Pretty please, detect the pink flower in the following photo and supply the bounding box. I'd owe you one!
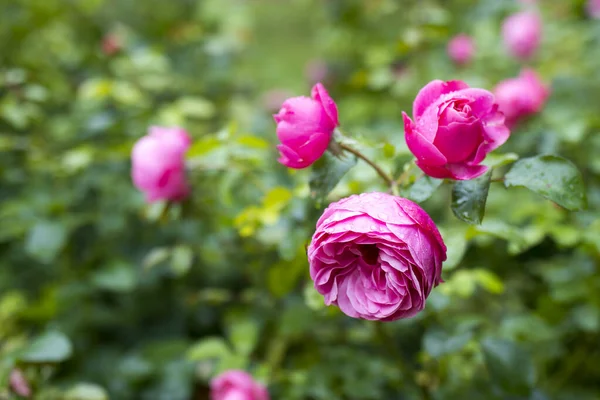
[402,80,510,180]
[447,34,475,64]
[308,193,446,321]
[502,11,542,60]
[8,368,31,397]
[585,0,600,19]
[131,126,191,202]
[494,69,550,126]
[210,370,269,400]
[273,83,339,169]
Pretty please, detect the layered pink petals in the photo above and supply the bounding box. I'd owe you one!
[494,69,550,125]
[403,80,510,180]
[308,193,446,321]
[210,370,269,400]
[273,83,339,169]
[131,126,191,202]
[502,11,542,60]
[447,34,475,65]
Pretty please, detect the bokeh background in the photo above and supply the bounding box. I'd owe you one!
[0,0,600,400]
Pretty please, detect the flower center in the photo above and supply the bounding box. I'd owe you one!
[358,244,379,265]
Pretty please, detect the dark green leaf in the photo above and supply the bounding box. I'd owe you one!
[19,332,73,363]
[407,175,444,203]
[481,338,535,396]
[504,155,587,211]
[309,151,357,206]
[451,169,492,224]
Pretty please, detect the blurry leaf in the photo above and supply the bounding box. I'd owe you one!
[25,221,67,263]
[171,245,194,276]
[423,329,473,358]
[177,97,216,119]
[504,155,587,211]
[407,175,444,203]
[227,316,259,356]
[440,225,467,271]
[142,247,171,269]
[92,264,136,292]
[309,151,357,207]
[19,332,73,364]
[451,169,492,224]
[481,153,519,168]
[481,338,535,396]
[65,383,108,400]
[186,337,231,361]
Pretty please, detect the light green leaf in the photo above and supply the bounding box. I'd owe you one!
[25,221,67,263]
[407,175,444,203]
[451,169,492,225]
[19,331,73,364]
[504,155,587,211]
[309,151,357,206]
[186,336,232,361]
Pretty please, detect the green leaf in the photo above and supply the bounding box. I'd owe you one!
[19,331,73,364]
[504,155,587,211]
[186,336,231,361]
[482,153,519,168]
[25,221,67,263]
[451,169,492,224]
[227,317,259,356]
[309,151,357,207]
[65,383,108,400]
[481,338,535,396]
[407,175,444,203]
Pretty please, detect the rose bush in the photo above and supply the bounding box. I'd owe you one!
[210,370,269,400]
[273,83,339,169]
[494,68,550,126]
[402,80,510,180]
[308,193,446,321]
[131,126,191,202]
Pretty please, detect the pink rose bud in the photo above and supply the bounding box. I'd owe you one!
[586,0,600,19]
[402,80,510,180]
[494,69,550,126]
[308,193,446,321]
[9,368,31,397]
[502,11,542,60]
[273,83,339,169]
[210,370,269,400]
[131,126,191,202]
[447,34,475,65]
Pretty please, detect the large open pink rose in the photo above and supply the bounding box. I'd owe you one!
[308,193,446,321]
[402,80,510,180]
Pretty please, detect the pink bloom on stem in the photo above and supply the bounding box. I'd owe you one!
[210,370,269,400]
[585,0,600,19]
[131,126,191,202]
[308,193,446,321]
[273,83,339,169]
[494,69,550,126]
[502,11,542,60]
[447,34,475,65]
[8,368,31,397]
[402,80,510,180]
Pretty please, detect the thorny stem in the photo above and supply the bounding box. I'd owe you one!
[338,143,396,191]
[375,322,431,400]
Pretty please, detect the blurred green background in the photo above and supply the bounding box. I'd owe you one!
[0,0,600,400]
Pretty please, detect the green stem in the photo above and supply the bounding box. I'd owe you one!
[338,143,396,191]
[375,322,431,400]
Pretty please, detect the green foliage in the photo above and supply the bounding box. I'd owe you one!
[0,0,600,400]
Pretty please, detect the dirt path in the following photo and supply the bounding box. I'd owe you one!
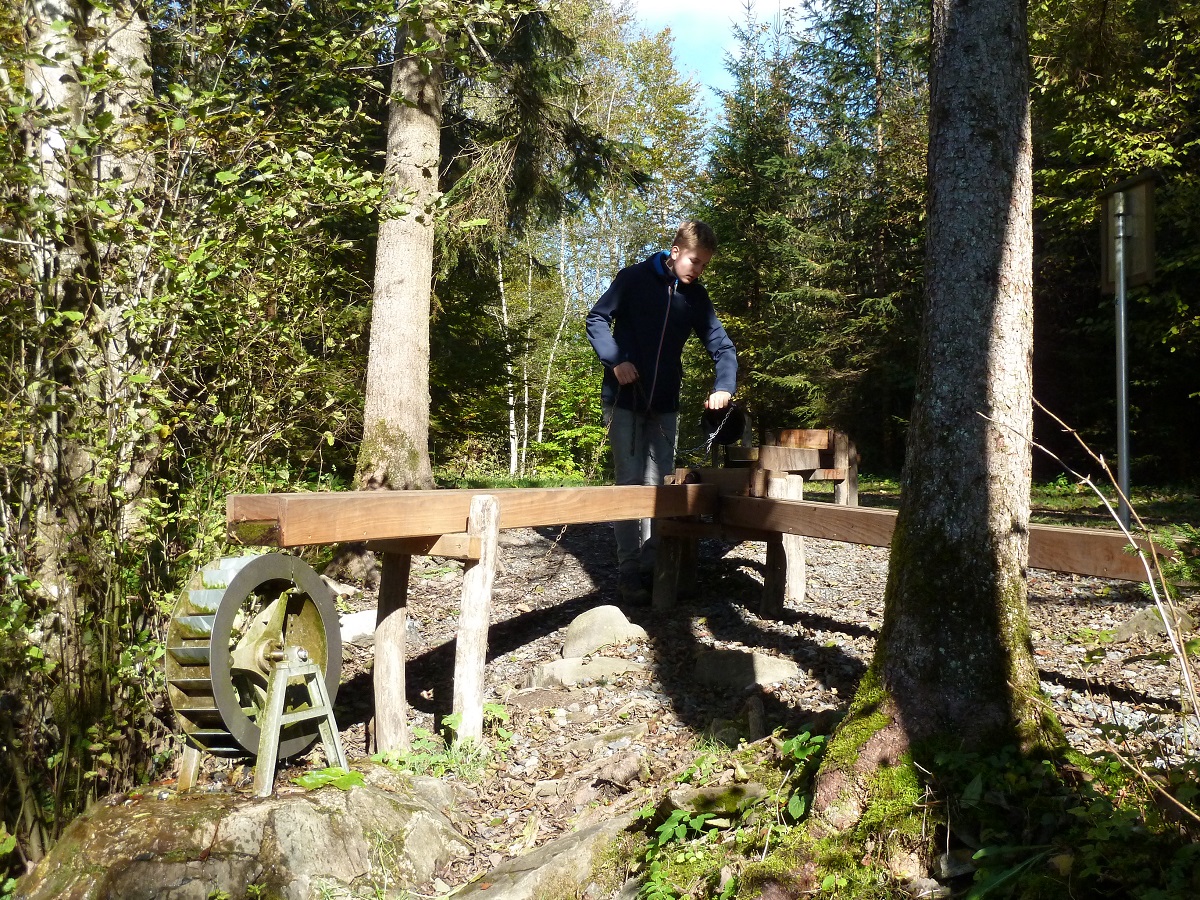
[312,526,1200,886]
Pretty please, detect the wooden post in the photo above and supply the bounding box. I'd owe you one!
[374,553,413,751]
[175,744,200,793]
[833,431,858,506]
[678,538,700,600]
[454,494,500,743]
[650,534,688,612]
[760,475,805,619]
[772,475,808,607]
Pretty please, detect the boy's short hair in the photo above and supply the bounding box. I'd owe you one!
[671,218,716,253]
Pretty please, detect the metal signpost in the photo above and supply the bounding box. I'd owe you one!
[1100,174,1156,529]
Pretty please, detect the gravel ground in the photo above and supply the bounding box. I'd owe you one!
[314,526,1200,889]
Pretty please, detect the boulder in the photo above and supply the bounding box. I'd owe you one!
[1112,606,1196,643]
[529,656,646,688]
[696,650,800,690]
[455,812,636,900]
[14,763,469,900]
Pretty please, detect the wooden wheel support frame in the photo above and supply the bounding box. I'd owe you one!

## EXERCISE PROMPT
Please show every line of the records above that contains the word "following".

## FINISHED EXERCISE
Pretty please, detect the pink flower in the following photo and supply the bounding box. I'd owe you one!
Pretty please, detect the dirt path in the following photo and supply the bounding box. I'd owe you one!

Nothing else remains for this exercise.